# Cuplikan Halaman:
<<<<
Translator machine

Minggu, 27 Juli 2014

real score is not a "real score"

A : eh ip lu berapa semester ini? naik apa turun?
Bapak : gimana IPnya mas?
Dosen : gimana IPnya semester ini? gak turun kan?

yah itulah sebuah objek yang akan selalu ditanyakan saat masa liburan atau baru masuk semester baru. entah kenapa gue ga tertarik banget ngomongin soal ginian. Objek kaya gini kadang menjerumuskan orang ke jurang kalo ga disikapi dengan benar. jurang kesombongan, jurang pesimistis lah ya pokoknya gimana kita menyikapi itu.

Saat ini gue mau meninggalkan semester 6 dan masuk ke tingkat akhir dan menjadi kakak tingkat yang paling senior dijurusan (kalo angkatan diatas udh lulus semua), seharusnya ini bisa jadi pengingat kalo umur gue harusnya udh ga lama lagi buat jadi mahasiswa strata 1. di semester 6 tuh ada yang namanya praktek lapang, sebuah masa dimana gue dan mahasiswa semester 6 lainnya bakal turun ke masyarakat langsung buat nerapin ilmu yang udh kita pelajari selama ini.

Buat gue, inilah penilaian yang sesungguhnya buat mahasiswa apakah dia paham bener ga sama mata kuliah yang udah dia pelajari selama ini dan lebih pentingnya lagi adalah bisa ga sih dia nerapin semua ilmu itu untuk membenarkan yang salah dan membantu masyarakat di lapangan atau lebih dikenal dengan "dunia nyata". Beberapa hari masa praktek lapang berjalan gue bener-bener ga menikmatinya, pasalnya adalah bukan karena lingkungan masyarakatnya yang ga nyaman tapi entah kenapa semua kerasa "blank" tentang apa yg gue pelajari. sehingga gue mau nyari permasalahan untuk diselesaikan aja bingung gimana nyari solusinya. dari situ muncul refleksi kalo ternyata gue ga jauh dari robot yang belajar cuma untuk mencapai nilai yang gede doang. padahal itu yg gw takutin dari SMA, belajar berorientasi nilai. Padahal masa-masa ini adalah masa dimana gue dan temen2 lainnya diuji akan pemahaman semua mata kuliah yang udah dipelajari.Sial.
>>>>
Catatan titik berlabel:
<<<<
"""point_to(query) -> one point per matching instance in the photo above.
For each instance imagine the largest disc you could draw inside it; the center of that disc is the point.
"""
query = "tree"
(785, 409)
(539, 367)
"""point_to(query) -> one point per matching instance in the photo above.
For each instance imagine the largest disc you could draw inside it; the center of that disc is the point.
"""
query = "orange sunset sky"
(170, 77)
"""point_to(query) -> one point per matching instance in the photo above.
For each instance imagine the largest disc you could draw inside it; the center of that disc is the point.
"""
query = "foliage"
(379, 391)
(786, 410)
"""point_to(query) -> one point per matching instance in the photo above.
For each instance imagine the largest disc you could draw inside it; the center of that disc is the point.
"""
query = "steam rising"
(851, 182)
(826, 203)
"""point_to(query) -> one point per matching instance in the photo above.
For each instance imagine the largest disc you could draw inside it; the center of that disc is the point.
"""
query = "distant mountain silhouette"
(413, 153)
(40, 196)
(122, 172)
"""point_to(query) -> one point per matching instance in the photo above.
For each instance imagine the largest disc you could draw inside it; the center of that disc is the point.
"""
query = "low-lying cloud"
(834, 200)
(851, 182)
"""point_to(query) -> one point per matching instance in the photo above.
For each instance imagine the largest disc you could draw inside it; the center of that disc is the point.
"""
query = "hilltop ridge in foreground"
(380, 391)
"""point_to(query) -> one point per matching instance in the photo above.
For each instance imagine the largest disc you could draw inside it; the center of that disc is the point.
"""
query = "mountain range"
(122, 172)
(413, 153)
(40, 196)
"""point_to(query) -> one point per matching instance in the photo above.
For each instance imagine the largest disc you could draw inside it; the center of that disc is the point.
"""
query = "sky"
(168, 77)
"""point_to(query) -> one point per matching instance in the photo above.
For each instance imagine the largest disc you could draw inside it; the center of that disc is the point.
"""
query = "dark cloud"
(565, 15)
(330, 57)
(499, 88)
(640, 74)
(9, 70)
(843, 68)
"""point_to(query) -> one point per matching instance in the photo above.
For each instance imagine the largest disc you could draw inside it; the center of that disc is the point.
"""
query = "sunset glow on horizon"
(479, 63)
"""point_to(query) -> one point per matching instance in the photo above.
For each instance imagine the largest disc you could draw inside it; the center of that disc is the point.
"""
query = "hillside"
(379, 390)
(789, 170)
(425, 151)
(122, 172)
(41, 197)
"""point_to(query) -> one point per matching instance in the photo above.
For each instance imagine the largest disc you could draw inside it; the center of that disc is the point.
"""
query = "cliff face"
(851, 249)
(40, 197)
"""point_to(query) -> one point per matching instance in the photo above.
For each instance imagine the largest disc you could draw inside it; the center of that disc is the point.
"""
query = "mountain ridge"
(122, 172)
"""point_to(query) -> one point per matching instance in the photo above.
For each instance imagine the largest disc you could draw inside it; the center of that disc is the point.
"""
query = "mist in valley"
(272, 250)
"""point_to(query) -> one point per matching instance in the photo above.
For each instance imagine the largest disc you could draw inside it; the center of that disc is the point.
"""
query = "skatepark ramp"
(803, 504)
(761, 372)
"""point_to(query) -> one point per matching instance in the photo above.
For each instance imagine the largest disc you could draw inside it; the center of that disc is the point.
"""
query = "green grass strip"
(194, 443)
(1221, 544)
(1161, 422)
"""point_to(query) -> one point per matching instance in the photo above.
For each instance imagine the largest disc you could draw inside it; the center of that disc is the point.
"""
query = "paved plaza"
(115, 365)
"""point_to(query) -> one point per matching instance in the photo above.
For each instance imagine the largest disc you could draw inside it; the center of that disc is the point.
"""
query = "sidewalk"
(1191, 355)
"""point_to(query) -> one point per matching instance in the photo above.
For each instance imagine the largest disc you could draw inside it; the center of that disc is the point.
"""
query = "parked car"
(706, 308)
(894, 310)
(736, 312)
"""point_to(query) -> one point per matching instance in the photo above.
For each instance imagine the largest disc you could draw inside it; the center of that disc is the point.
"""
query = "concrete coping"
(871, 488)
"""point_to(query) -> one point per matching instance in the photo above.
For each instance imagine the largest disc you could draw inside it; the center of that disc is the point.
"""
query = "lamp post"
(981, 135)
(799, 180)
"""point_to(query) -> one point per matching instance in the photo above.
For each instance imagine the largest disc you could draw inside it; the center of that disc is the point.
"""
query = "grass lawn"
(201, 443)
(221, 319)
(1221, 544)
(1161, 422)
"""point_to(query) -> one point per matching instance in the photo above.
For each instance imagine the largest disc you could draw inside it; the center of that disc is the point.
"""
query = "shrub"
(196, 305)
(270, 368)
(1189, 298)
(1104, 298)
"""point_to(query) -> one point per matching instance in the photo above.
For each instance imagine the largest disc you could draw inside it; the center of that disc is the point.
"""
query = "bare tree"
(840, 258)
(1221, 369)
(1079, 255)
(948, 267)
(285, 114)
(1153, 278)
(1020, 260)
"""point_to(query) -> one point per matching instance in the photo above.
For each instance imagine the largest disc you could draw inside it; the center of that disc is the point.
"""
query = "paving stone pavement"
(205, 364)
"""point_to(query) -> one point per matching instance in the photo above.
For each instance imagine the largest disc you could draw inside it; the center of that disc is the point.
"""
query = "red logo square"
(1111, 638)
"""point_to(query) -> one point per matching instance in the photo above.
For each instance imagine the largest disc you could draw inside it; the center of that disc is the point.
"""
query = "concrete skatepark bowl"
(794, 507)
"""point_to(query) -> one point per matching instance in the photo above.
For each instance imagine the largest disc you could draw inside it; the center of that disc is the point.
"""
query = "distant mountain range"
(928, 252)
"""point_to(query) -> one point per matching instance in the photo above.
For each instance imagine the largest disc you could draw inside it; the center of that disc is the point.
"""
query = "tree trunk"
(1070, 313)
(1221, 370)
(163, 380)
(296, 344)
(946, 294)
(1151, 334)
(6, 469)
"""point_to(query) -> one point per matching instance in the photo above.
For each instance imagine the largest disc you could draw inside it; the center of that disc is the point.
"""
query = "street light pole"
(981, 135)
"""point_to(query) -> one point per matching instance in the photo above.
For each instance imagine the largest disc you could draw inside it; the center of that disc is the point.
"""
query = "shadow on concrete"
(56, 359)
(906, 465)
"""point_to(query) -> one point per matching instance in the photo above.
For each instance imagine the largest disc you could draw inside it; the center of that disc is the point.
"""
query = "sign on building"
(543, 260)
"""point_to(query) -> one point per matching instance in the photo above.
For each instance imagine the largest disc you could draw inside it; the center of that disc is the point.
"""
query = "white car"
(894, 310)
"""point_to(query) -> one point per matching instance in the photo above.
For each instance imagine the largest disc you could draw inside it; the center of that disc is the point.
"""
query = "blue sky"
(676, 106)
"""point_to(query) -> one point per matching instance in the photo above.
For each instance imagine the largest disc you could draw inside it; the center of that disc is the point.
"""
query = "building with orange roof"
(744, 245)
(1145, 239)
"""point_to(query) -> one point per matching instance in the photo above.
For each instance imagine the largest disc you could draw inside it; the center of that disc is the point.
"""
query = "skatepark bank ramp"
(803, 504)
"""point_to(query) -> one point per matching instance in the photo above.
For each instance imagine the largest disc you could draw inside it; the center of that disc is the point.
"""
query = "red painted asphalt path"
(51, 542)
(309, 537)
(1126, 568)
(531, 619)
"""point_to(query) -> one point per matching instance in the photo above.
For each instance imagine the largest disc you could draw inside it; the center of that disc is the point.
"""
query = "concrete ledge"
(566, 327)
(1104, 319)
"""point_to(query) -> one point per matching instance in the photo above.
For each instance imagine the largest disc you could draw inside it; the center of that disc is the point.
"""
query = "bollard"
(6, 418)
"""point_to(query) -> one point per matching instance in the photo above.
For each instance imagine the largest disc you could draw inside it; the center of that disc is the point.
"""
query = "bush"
>>>>
# Ketentuan Latihan:
A - Menurut cuplikan halaman, apa yang akan dilakukan mahasiswa semester 6 pada masa praktek lapang?
B - Salin persis bagian cuplikan halaman yang dimulai dengan "Saat ini gue" dan berlanjut sampai "pelajari selama ini.".

# Jawaban Tiap Tugas:
A - Mereka turun langsung ke masyarakat untuk menerapkan ilmu yang sudah dipelajari selama ini.

B -
Saat ini gue mau meninggalkan semester 6 dan masuk ke tingkat akhir dan menjadi kakak tingkat yang paling senior dijurusan (kalo angkatan diatas udh lulus semua), seharusnya ini bisa jadi pengingat kalo umur gue harusnya udh ga lama lagi buat jadi mahasiswa strata 1. di semester 6 tuh ada yang namanya praktek lapang, sebuah masa dimana gue dan mahasiswa semester 6 lainnya bakal turun ke masyarakat langsung buat nerapin ilmu yang udh kita pelajari selama ini.